Jakarta, Humas Media – Beberapa hari terakhir, linimasa media sosial riuh soal jemaah haji. Bukan karena tragedi, bukan pula karena prestasi. Melainkan karena penampilan nyentrik jemaah haji Makassar turun dari pesawat yang bikin pangling dengan gaun mewah dan emas yang berlapis.
Dalam salah satu unggahan akun TikTok Solopos Official memperlihatkan bahwa sebanyak 392 jemaah haji kloter dua Deberkasi Makassar tiba di Bandara Internasional Sultan Hasanuddin, Kamis 12 Juni 2025. Para jemaah asal Kota Makassar dan Kabupaten Pinrang ini disambut langsung oleh Bupati Pinrang, Andi Irwan Hamid dengan hangat di Asrama Haji Sudiang.

== Data Hasil Ekstraksi ==

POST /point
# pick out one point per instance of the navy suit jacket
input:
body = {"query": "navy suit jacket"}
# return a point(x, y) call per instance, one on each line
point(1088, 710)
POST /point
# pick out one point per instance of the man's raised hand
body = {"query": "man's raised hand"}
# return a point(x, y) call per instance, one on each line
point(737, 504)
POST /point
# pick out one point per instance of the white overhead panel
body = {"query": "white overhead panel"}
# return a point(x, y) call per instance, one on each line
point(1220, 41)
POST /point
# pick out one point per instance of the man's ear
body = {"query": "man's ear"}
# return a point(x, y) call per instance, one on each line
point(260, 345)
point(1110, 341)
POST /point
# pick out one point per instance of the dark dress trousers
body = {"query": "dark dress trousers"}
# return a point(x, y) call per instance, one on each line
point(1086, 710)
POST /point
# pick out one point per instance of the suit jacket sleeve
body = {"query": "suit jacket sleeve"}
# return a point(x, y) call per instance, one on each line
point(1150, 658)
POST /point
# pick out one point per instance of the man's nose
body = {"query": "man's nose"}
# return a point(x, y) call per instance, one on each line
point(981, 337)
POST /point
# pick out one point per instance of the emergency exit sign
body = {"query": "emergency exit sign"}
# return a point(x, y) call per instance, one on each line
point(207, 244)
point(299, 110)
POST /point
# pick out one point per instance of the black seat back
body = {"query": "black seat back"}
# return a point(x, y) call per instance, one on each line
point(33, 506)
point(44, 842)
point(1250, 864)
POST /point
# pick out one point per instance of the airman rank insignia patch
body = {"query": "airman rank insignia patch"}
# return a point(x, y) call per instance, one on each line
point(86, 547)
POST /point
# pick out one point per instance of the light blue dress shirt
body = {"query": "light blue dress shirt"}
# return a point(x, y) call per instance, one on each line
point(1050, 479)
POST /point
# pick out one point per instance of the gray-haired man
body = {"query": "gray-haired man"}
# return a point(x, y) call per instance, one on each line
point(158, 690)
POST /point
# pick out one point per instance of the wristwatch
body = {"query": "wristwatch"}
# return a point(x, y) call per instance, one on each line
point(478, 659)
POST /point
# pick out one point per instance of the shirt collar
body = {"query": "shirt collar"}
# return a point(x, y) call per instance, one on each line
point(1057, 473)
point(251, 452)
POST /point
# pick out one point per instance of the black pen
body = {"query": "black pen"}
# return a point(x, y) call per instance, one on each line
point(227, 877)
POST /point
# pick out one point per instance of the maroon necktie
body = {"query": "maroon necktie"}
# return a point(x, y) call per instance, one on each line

== Kegiatan ==
Menurut kutipan terpilih, siapa yang menyambut para jemaah haji di Asrama Haji Sudiang? Gunakan kutipan terpilih saja sebagai sumber.

== Kolom Jawaban ==
Bupati Pinrang, Andi Irwan Hamid.